[TEXT]
○ ○ ○

CALL FOR PROPOSALS
Education Harlem: Histories of Learning and Schooling in
an American Community
Scholarly Conference Series
Teachers College
Columbia University
Sponsored by the Teachers College Program in History and
Education, Institute for Urban and Minority Education, and Center on History
and Education
Fall 2013 and Fall 2014
We seek to establish a scholarly community focused on
investigating the history of education, broadly defined, in 20th century
Harlem. We invite proposals for papers to be presented at two conferences at
Teachers College, for which travel expenses will be paid. The first conference,
October 10-11, 2013, will offer authors an opportunity to present
works-in-progress for discussion with fellow contributors and selected senior
scholars participating as discussants. Revised and completed papers will be
presented at a larger public conference in October 2014. Most or all of the finalized papers will be
published as an edited volume or journal special issue. We welcome submissions
from graduate students as well as junior and senior scholars, and from
historians as well as those undertaking historical analysis in other social
science and humanities fields.
*Conference Focus*
All of the forces that shaped education in the 20th
century U.S. ran through Harlem, often in amplified form because of the
particular confluence of people, ideas, and institutions in this community.

○ ○ ○

Named-object pointing lines
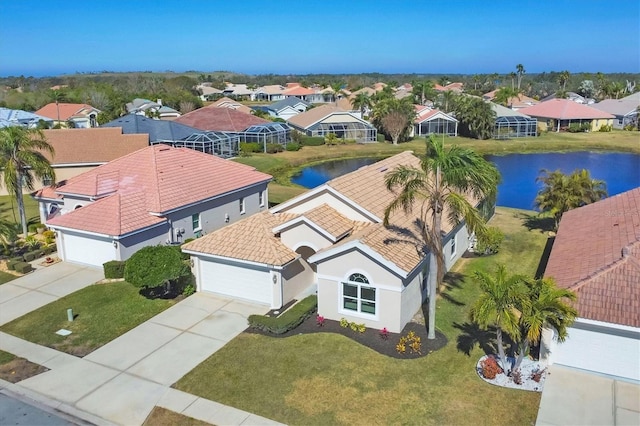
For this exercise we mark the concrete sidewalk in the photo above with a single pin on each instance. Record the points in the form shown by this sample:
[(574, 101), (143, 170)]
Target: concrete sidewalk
[(122, 381)]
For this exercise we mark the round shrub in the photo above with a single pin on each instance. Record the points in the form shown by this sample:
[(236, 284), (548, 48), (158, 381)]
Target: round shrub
[(154, 266)]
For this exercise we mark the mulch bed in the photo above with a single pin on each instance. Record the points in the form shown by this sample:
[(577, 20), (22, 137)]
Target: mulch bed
[(371, 338)]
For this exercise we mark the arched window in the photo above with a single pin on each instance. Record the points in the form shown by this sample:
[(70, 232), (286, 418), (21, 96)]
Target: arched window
[(358, 295)]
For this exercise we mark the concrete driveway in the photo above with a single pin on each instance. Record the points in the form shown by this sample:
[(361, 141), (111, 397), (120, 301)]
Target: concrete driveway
[(43, 286), (575, 397)]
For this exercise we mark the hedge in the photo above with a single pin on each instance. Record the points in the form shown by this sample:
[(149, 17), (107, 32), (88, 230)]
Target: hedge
[(312, 141), (114, 269), (287, 321), (23, 267)]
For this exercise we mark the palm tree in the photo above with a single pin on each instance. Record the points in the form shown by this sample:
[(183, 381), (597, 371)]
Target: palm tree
[(496, 306), (562, 193), (22, 160), (443, 182), (544, 304), (521, 71)]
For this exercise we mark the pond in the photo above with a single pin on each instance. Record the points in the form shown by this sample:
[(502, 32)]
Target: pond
[(620, 171)]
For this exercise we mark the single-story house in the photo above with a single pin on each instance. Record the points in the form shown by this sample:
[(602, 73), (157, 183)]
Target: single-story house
[(79, 115), (596, 254), (332, 240), (433, 121), (325, 119), (79, 150), (17, 117), (558, 114), (624, 110), (156, 195)]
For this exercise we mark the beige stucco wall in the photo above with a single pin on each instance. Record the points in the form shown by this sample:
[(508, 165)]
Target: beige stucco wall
[(302, 234)]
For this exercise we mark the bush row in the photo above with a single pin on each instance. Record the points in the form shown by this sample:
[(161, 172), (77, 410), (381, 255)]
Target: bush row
[(287, 321)]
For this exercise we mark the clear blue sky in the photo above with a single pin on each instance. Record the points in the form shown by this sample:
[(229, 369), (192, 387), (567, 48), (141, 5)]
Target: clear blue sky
[(48, 37)]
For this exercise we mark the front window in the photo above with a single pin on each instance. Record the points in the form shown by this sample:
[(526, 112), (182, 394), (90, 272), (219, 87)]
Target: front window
[(195, 221), (358, 295)]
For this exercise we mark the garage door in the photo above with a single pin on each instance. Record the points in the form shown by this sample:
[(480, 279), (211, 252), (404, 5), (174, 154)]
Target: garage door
[(600, 352), (88, 251), (236, 281)]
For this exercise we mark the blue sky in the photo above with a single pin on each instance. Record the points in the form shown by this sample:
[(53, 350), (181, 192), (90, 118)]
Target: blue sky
[(350, 36)]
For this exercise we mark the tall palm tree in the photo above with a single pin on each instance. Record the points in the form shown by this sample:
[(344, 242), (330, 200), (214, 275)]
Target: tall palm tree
[(496, 306), (561, 193), (22, 160), (544, 304), (443, 182)]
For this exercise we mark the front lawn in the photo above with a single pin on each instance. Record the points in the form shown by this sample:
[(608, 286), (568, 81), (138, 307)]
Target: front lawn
[(103, 312), (323, 378)]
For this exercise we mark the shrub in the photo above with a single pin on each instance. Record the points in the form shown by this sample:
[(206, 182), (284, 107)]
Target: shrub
[(489, 241), (114, 269), (490, 368), (273, 148), (288, 320), (312, 141), (155, 266), (23, 267)]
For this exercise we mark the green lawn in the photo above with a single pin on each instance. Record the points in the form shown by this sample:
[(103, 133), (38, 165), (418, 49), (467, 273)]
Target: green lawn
[(104, 312), (319, 379)]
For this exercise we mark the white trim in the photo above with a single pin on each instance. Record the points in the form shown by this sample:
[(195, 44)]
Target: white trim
[(365, 249), (319, 189)]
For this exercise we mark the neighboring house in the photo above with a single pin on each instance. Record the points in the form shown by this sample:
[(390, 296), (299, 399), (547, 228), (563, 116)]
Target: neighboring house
[(17, 117), (79, 150), (331, 240), (80, 115), (325, 119), (433, 121), (624, 110), (288, 107), (596, 254), (558, 114), (156, 195), (511, 123)]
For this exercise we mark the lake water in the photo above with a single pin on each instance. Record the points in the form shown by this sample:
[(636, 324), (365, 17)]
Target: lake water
[(621, 172)]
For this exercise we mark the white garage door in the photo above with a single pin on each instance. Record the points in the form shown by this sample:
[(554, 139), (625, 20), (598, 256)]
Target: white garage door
[(616, 355), (86, 250), (236, 281)]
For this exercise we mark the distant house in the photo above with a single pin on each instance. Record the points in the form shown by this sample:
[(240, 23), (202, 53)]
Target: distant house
[(326, 119), (156, 195), (559, 114), (433, 121), (624, 110), (596, 254), (78, 115), (16, 117)]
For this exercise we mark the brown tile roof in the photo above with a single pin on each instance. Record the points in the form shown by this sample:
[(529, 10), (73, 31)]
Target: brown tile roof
[(564, 109), (596, 253), (66, 110), (157, 179), (212, 118), (91, 146), (250, 239)]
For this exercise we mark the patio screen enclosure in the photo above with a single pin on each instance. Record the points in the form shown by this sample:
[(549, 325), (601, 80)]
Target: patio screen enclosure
[(515, 127)]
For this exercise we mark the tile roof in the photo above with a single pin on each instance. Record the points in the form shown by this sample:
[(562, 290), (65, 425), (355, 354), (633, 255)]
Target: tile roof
[(596, 253), (91, 146), (157, 130), (212, 118), (66, 110), (564, 109)]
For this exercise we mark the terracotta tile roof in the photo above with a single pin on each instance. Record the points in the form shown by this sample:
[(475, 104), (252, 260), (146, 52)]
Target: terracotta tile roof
[(250, 239), (66, 110), (212, 118), (91, 146), (596, 253), (564, 109)]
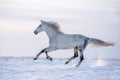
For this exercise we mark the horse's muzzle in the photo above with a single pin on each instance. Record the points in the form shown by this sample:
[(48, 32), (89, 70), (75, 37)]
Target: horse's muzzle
[(35, 32)]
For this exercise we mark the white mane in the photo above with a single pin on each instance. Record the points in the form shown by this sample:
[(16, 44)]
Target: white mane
[(53, 25)]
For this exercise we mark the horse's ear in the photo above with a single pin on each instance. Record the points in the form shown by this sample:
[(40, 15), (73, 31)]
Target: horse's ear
[(41, 21)]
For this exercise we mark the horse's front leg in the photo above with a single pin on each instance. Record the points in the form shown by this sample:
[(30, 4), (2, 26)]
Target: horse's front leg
[(36, 57), (75, 55)]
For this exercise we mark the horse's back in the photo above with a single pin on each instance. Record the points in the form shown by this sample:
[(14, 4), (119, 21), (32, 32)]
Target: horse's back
[(66, 41)]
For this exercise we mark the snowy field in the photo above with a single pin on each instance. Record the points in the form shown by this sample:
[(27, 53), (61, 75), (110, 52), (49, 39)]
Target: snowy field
[(42, 69)]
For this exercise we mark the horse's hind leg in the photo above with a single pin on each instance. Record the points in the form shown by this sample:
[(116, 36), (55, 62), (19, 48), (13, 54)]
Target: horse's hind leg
[(81, 57), (75, 55)]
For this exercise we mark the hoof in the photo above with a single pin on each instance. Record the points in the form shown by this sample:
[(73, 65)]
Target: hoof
[(50, 58), (35, 59)]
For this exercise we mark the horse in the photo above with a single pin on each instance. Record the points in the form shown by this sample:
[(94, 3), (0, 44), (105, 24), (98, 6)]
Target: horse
[(60, 40)]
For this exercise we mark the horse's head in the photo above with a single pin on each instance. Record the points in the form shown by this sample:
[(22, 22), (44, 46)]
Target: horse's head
[(39, 28)]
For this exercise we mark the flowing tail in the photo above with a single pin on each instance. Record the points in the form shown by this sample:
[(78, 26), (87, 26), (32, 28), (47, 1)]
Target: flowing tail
[(97, 42)]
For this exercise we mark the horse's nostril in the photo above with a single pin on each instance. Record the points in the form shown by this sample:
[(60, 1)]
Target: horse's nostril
[(35, 32)]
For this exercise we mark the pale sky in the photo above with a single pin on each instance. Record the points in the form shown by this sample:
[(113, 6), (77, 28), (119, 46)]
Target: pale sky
[(92, 18)]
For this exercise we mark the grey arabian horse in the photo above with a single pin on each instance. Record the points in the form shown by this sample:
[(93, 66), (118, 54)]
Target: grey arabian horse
[(60, 40)]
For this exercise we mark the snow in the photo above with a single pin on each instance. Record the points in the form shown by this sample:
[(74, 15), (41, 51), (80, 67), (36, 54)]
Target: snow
[(27, 69)]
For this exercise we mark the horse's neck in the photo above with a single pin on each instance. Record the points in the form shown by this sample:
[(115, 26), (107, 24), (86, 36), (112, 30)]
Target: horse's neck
[(51, 33)]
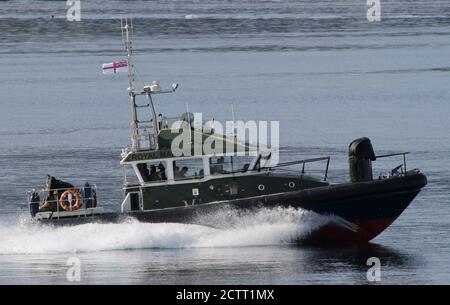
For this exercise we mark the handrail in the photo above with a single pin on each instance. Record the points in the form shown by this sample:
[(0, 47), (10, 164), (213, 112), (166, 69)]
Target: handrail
[(305, 161), (395, 154)]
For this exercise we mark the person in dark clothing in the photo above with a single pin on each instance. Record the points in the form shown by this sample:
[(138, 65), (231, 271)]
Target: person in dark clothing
[(34, 203), (86, 195)]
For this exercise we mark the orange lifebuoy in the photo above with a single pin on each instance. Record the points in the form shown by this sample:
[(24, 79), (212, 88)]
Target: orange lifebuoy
[(66, 205)]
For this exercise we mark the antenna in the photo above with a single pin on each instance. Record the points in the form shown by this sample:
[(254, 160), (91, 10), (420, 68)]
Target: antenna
[(127, 39)]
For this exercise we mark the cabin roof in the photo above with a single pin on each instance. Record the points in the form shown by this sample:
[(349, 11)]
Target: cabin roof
[(198, 141)]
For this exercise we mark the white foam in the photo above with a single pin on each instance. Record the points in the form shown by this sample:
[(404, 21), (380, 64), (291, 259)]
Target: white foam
[(265, 227)]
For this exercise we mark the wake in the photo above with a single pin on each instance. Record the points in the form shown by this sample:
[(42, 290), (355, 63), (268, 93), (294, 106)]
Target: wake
[(232, 228)]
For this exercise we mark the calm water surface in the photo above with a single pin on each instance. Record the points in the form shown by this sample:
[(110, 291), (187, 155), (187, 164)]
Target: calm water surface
[(318, 67)]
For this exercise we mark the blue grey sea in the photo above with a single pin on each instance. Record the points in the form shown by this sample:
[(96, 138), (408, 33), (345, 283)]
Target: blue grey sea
[(320, 68)]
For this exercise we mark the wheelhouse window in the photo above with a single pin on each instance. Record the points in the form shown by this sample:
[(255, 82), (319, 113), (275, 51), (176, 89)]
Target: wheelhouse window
[(220, 165), (188, 169), (153, 171)]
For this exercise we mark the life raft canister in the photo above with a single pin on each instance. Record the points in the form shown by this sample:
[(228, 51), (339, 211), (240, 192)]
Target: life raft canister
[(64, 202)]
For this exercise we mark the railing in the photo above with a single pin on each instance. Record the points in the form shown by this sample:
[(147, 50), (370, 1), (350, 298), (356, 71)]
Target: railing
[(303, 164), (44, 194), (402, 166), (145, 131)]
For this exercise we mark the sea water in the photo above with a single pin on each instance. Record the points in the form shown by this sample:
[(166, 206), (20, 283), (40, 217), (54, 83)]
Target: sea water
[(318, 67)]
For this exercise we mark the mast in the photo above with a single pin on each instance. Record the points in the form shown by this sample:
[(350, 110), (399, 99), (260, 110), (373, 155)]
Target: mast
[(144, 133)]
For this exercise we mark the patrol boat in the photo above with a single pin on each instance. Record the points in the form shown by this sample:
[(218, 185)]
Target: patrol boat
[(162, 186)]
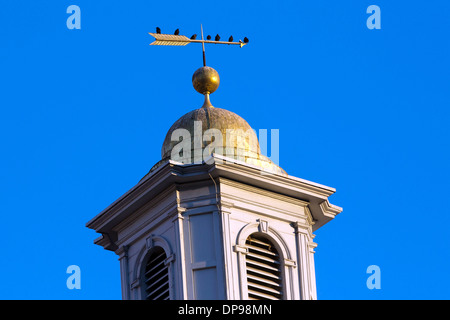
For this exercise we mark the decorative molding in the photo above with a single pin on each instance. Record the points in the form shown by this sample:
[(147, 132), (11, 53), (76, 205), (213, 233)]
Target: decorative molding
[(290, 263), (240, 249), (263, 225)]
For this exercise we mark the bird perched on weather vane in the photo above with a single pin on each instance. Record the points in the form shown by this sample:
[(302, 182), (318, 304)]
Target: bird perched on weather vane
[(205, 80), (179, 40)]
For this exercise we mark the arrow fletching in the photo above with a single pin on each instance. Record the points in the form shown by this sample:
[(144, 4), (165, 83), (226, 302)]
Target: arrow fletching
[(169, 40)]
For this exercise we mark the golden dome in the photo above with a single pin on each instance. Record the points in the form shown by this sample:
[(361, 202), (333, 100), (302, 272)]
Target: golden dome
[(235, 138)]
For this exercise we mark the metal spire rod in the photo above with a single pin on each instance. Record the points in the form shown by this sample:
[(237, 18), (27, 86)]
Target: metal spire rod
[(203, 47)]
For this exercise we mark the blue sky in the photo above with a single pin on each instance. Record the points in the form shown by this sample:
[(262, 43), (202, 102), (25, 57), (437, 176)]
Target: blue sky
[(84, 114)]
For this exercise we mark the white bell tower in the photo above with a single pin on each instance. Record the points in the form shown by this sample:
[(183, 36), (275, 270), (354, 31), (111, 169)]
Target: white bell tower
[(221, 228)]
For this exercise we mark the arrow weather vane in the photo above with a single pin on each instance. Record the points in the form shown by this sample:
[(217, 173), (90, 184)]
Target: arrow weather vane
[(179, 40)]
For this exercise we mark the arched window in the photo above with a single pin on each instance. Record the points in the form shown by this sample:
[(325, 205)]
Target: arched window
[(156, 276), (264, 276)]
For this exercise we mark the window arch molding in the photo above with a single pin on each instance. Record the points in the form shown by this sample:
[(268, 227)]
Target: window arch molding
[(263, 229), (144, 254)]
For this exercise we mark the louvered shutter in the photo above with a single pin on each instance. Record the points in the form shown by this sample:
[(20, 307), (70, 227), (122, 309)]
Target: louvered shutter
[(157, 276), (264, 276)]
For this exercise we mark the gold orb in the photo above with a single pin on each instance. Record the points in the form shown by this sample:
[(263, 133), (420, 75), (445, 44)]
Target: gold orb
[(206, 80)]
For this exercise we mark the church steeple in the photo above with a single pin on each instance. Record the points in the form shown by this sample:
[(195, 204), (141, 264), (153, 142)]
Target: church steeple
[(204, 224)]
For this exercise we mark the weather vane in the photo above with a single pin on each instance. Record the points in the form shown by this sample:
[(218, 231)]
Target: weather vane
[(179, 40)]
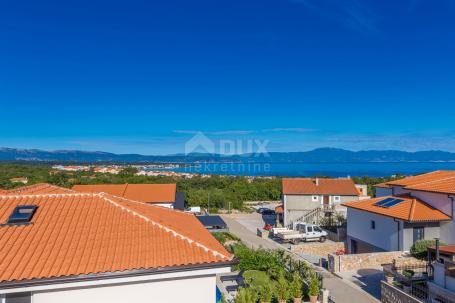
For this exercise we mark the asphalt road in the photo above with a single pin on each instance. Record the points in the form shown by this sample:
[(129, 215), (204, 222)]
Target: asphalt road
[(341, 291)]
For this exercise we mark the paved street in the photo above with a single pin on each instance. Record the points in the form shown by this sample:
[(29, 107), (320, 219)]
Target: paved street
[(341, 291)]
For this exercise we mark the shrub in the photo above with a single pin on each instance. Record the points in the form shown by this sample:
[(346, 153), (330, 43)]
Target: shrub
[(245, 295), (419, 248), (266, 292), (282, 288), (313, 287)]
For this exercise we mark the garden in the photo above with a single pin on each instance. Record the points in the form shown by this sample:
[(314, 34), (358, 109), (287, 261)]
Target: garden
[(273, 276)]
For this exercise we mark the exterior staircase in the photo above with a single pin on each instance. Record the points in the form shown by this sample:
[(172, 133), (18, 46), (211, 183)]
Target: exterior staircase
[(314, 216)]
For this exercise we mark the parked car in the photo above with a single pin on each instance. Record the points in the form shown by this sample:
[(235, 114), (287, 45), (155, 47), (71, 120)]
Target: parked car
[(268, 227), (268, 212), (260, 210)]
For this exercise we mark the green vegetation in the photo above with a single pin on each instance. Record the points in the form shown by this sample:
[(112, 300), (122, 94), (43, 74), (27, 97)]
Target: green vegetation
[(222, 237), (419, 248), (295, 287), (314, 286), (273, 274)]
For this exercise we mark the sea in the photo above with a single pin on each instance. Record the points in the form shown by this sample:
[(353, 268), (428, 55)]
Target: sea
[(373, 169)]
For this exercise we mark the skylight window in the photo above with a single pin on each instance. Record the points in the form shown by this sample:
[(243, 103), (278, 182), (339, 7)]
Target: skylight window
[(22, 214)]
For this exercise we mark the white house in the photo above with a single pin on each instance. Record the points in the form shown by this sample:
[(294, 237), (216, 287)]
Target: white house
[(99, 248), (406, 210), (301, 196)]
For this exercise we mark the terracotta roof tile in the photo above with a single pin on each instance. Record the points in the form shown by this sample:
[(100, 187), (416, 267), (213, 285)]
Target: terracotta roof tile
[(320, 186), (84, 233), (411, 210), (40, 188), (151, 193)]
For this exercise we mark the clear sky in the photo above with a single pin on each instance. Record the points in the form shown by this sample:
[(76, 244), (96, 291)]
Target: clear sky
[(144, 76)]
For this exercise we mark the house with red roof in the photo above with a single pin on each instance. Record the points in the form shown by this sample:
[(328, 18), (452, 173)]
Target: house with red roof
[(404, 211), (164, 195), (303, 197), (58, 245)]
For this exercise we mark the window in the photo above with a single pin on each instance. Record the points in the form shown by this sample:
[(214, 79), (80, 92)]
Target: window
[(22, 214), (418, 233)]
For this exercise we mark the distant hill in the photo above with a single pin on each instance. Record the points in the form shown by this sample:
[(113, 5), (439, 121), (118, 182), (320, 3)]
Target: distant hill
[(320, 155)]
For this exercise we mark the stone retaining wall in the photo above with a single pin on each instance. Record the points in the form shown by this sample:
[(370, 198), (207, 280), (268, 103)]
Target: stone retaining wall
[(361, 261), (391, 294)]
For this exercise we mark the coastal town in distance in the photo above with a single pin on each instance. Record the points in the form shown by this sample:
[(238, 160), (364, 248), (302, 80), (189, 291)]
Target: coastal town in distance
[(243, 151)]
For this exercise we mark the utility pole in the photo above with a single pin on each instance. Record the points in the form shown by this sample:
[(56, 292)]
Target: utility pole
[(208, 203)]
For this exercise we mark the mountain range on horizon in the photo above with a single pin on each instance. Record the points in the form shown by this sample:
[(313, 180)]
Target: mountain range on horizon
[(319, 155)]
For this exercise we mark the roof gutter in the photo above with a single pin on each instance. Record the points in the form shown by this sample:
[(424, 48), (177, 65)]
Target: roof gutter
[(115, 275)]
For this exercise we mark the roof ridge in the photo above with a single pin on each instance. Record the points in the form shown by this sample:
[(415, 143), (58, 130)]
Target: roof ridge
[(46, 195), (432, 181), (167, 229)]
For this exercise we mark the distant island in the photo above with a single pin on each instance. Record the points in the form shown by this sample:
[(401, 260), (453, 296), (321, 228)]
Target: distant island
[(319, 155)]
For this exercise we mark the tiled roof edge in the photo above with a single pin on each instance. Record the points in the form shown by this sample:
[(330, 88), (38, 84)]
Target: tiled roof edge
[(167, 229)]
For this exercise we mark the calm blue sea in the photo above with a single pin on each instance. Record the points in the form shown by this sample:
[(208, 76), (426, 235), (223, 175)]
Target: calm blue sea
[(312, 169)]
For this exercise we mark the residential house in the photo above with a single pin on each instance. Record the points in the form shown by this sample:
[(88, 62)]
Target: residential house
[(441, 288), (98, 248), (418, 207), (301, 197), (158, 194)]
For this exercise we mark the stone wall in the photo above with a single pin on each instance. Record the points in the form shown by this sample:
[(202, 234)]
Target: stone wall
[(318, 249), (392, 294), (354, 262)]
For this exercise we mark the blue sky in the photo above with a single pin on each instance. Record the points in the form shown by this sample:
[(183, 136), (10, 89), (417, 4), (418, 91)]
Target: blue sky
[(144, 76)]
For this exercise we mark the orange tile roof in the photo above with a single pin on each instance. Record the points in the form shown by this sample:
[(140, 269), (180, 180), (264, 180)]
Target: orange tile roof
[(151, 193), (382, 185), (308, 186), (441, 181), (36, 189), (76, 234), (411, 210)]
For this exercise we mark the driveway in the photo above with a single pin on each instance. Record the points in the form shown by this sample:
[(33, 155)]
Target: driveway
[(342, 291)]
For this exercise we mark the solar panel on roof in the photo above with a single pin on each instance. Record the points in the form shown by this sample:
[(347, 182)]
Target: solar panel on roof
[(22, 214), (382, 202)]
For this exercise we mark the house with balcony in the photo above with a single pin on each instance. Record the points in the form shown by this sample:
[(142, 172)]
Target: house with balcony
[(308, 199), (407, 210), (58, 245)]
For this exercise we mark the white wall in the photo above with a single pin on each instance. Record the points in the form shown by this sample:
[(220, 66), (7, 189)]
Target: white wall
[(384, 236), (188, 290)]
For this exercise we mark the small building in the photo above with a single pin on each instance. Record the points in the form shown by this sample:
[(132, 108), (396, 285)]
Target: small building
[(98, 248), (158, 194), (390, 223), (301, 197)]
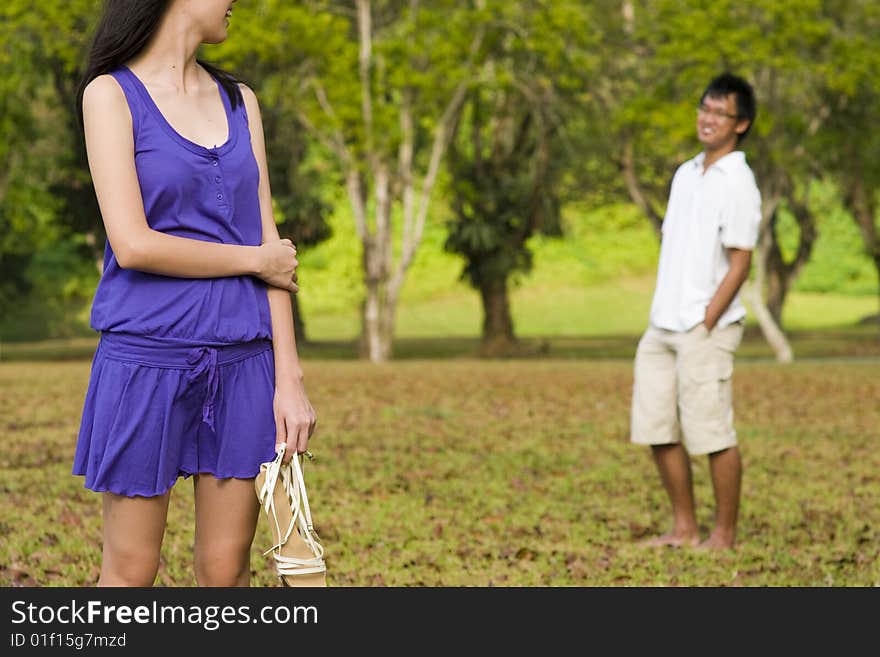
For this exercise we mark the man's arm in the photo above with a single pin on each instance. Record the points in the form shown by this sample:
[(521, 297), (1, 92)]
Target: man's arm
[(740, 260)]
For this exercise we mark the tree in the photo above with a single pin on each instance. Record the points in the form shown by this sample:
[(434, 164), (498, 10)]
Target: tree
[(379, 84), (851, 145), (507, 162)]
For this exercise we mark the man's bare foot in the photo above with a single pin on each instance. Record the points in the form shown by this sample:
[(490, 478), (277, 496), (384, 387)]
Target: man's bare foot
[(716, 543), (671, 540)]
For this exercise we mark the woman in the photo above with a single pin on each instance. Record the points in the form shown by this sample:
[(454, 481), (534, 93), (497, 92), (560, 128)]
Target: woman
[(196, 373)]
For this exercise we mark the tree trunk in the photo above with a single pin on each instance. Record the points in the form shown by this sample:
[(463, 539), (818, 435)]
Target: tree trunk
[(754, 292), (498, 337), (777, 282)]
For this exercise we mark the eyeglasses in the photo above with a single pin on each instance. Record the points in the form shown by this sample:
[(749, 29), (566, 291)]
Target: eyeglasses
[(718, 114)]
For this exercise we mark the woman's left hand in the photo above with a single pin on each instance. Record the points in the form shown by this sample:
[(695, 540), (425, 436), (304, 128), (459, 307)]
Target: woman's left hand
[(295, 418)]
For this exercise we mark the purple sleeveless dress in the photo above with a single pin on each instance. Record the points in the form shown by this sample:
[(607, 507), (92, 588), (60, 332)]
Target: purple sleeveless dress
[(183, 378)]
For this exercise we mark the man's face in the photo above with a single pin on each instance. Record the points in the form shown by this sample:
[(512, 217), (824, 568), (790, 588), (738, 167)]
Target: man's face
[(717, 123)]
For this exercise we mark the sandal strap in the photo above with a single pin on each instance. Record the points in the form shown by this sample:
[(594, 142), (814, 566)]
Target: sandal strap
[(293, 485)]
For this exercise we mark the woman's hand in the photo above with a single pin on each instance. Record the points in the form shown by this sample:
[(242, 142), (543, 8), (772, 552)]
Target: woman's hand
[(294, 418), (278, 264)]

○ ○ ○

[EXERCISE] On what dates does the call for proposals say the first conference will be held? The lines are not needed for this.

[WRITTEN ANSWER] October 10-11, 2013